**Given task 1**
Quote the case summary below word for word, in full.
----------------------------------------
The respondent (Matrix Realty) brokered an agreement of sale between the applicant (Tongogara Community Share Ownership Trust) and Kelor Investments for the sale of immovable property. The contract provided for agent's commission of 5% plus 15% VAT, payable by the seller, with a clause stating that if either party breached the agreement, the defaulting party would be liable for the commission. The applicant's Board Chairperson, Oathnery Munetsi Ngere, signed the agreement on 25 August 2015. The applicant failed to pay the purchase price by the agreed timeline and wrote a letter on 15 October 2015 cancelling the contract. The respondent sued the applicant for commission of US$54,625.00 on the basis that the applicant had breached the agreement. The applicant was served with the court application on 26 April 2017 but filed its notice of opposition and opposing affidavit late on 16 May 2017 (the deadline being 11 May 2017). The respondent obtained a default judgment on 24 May 2017. The applicant then applied for rescission of the default judgment.
The application for rescission of the default judgment in HC 1863/17 was granted with costs.
----------------------------------------
**Given task 2**
Copy the entries from the line containing "scan for man's leg" down to the line containing "119,233 -> 600,371", both lines included and requests kept in, and shift every box coordinate in the answers by -53. Output only those lines.
----------------------------------------
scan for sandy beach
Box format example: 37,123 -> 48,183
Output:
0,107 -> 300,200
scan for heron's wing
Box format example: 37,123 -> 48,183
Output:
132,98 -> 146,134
----------------------------------------
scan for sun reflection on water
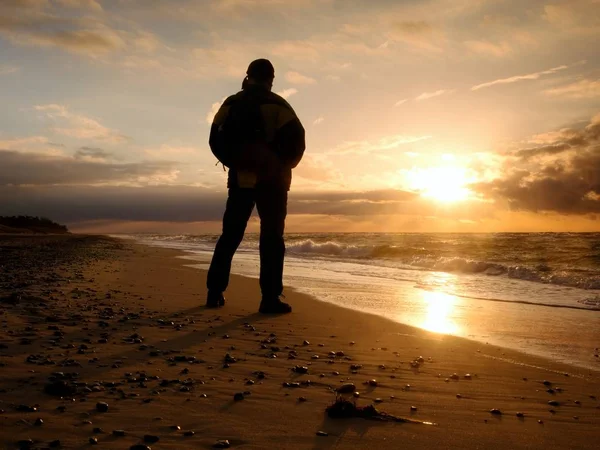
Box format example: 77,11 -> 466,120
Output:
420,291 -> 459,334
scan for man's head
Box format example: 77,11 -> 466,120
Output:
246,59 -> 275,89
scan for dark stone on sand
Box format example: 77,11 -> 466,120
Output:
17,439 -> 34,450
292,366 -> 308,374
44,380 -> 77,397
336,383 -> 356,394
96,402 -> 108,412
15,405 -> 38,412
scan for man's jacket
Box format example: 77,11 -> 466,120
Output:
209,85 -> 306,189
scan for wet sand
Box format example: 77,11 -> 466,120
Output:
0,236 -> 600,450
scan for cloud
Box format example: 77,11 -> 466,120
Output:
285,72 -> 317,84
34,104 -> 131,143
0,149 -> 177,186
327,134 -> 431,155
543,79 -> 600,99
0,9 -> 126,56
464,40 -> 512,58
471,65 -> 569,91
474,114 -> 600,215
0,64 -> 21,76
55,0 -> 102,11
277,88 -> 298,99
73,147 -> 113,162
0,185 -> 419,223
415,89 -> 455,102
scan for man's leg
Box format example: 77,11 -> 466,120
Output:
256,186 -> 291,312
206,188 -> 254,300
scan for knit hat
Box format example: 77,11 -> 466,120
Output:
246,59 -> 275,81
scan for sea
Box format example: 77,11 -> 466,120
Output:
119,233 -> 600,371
----------------------------------------
**Solution 1**
The respondent (Matrix Realty) brokered an agreement of sale between the applicant (Tongogara Community Share Ownership Trust) and Kelor Investments for the sale of immovable property. The contract provided for agent's commission of 5% plus 15% VAT, payable by the seller, with a clause stating that if either party breached the agreement, the defaulting party would be liable for the commission. The applicant's Board Chairperson, Oathnery Munetsi Ngere, signed the agreement on 25 August 2015. The applicant failed to pay the purchase price by the agreed timeline and wrote a letter on 15 October 2015 cancelling the contract. The respondent sued the applicant for commission of US$54,625.00 on the basis that the applicant had breached the agreement. The applicant was served with the court application on 26 April 2017 but filed its notice of opposition and opposing affidavit late on 16 May 2017 (the deadline being 11 May 2017). The respondent obtained a default judgment on 24 May 2017. The applicant then applied for rescission of the default judgment.
The application for rescission of the default judgment in HC 1863/17 was granted with costs.

**Solution 2**
scan for man's leg
Box format example: 77,11 -> 466,120
Output:
203,133 -> 238,259
153,135 -> 201,247
scan for knit hat
Box format example: 77,11 -> 466,120
Output:
193,6 -> 222,28
scan for sea
Box format example: 77,11 -> 466,120
Output:
66,180 -> 547,318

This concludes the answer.